Collected data entries

━━━━━━

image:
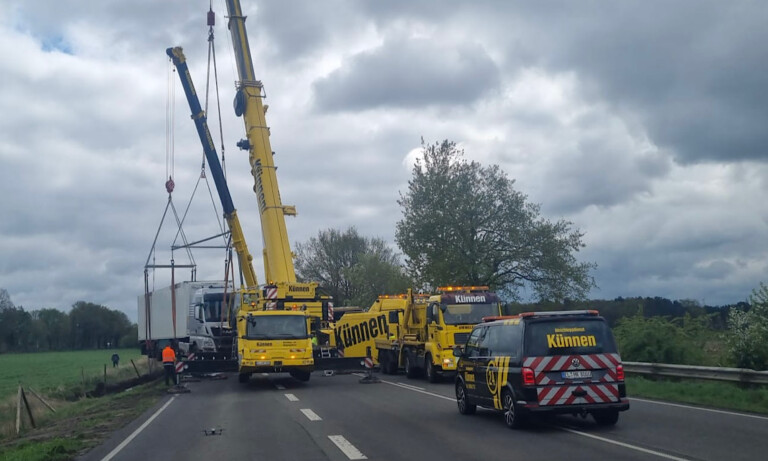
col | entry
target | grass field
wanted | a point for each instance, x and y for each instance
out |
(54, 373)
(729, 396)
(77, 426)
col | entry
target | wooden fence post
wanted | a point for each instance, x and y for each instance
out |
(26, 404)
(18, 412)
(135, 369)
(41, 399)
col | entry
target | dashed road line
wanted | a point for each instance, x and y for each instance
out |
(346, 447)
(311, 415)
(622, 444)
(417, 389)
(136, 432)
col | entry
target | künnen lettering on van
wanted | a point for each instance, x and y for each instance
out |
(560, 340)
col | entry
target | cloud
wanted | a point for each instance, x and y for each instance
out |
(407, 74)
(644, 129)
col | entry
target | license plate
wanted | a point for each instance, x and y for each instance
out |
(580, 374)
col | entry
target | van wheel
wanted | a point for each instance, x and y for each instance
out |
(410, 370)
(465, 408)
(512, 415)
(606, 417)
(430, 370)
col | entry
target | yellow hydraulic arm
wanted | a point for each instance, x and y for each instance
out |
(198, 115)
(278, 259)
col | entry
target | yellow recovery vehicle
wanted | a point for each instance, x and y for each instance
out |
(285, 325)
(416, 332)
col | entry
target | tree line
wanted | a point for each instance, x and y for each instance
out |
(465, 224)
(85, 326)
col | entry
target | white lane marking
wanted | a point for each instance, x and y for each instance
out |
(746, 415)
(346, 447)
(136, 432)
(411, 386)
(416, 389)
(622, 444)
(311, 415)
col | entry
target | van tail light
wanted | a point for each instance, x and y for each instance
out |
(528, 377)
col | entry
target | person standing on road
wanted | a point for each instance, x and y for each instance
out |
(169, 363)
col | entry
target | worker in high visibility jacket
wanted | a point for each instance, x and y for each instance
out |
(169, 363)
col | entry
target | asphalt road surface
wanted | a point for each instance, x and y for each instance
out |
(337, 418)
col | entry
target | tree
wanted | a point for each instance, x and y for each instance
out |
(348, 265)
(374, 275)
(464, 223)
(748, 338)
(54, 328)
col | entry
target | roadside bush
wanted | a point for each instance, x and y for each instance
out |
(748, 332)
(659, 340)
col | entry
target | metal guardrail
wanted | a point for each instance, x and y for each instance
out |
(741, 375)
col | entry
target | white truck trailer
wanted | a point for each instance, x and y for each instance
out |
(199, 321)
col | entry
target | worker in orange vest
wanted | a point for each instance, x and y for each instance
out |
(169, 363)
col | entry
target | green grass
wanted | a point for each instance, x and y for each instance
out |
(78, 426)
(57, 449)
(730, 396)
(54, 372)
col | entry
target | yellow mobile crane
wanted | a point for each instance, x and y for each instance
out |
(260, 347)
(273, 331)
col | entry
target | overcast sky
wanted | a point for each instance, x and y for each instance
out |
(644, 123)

━━━━━━

TASK DETAILS: Restate the data above word for word. Skip every picture.

RESPONSE FOR THIS EXERCISE:
image:
col | entry
target | grass field
wanted | a point for each instance, x and y for each instance
out |
(54, 373)
(729, 396)
(77, 426)
col | entry
target | wooden fence post
wanted | a point for each instance, x and y for each instance
out |
(26, 404)
(18, 412)
(135, 369)
(41, 399)
col | entry
target | dashed road line
wanted | a point for each instance, x and y for each instance
out |
(346, 447)
(311, 415)
(622, 444)
(417, 389)
(136, 432)
col | entry
target | künnen lettering on van
wanted | a point for each instance, x and y for each instance
out |
(560, 340)
col | entry
target | cloud
wanted | a point for each instance, x and y for each instance
out |
(407, 74)
(644, 129)
col | entry
target | license plate
wanted | a point for each instance, x and y for each instance
out |
(580, 374)
col | entry
target | van wheel
wanted | a point for each instance, x and y for each instance
out |
(410, 370)
(465, 408)
(512, 415)
(606, 417)
(430, 370)
col | entry
target | yellow hydraulic arm
wanted | a point for each instance, x and y for each instance
out |
(198, 115)
(278, 259)
col | entry
target | yellow recovery vehicle
wanted | a point for each instance, x and y for each instance
out |
(285, 325)
(416, 332)
col | entry
target | tree line
wanted | a point for each instance, x and y for each instance
out |
(465, 224)
(85, 326)
col | entry
target | white lane marking
wanted | a point for each instance, x and y for each instance
out |
(746, 415)
(346, 447)
(136, 432)
(411, 386)
(416, 389)
(622, 444)
(311, 415)
col | entry
target | van tail light
wanted | a point for each instance, x and y for each instance
out |
(528, 377)
col | entry
target | person standing on road
wanted | a point for each instance, x and y for each instance
out |
(169, 363)
col | entry
target | worker in high visibility jacket
wanted | a point for each instance, x and y for each instance
out |
(169, 363)
col | entry
target | asphalt road surface
wanted | a point for each instance, x and y for each instance
out |
(337, 418)
col | entry
target | tree
wanted | a point for each instance, x and y for each instance
out |
(348, 265)
(374, 275)
(464, 223)
(748, 338)
(54, 328)
col | entry
target | roadside bush
wanted | a point for each instance, x and y for each instance
out |
(748, 332)
(659, 340)
col | entry
target | metal guardrail
wanted | a point for each instance, x and y for each instance
out |
(741, 375)
col | entry
target | white truck trailer
wanted | a point for each instance, x and y for each instance
out |
(199, 321)
col | entry
target | worker in orange vest
wanted | a point for each instance, x and y for each instance
out |
(169, 363)
col | entry
target | green grass
wanted | a point for each instance, x and y for each instance
out |
(78, 426)
(57, 449)
(730, 396)
(54, 372)
col | entry
target | yellow mobile crane
wanted | a point for each instance, x and y for each instance
out |
(260, 347)
(273, 331)
col | entry
target | overcast sky
wanted | a point for each instance, x and y for each instance
out |
(644, 123)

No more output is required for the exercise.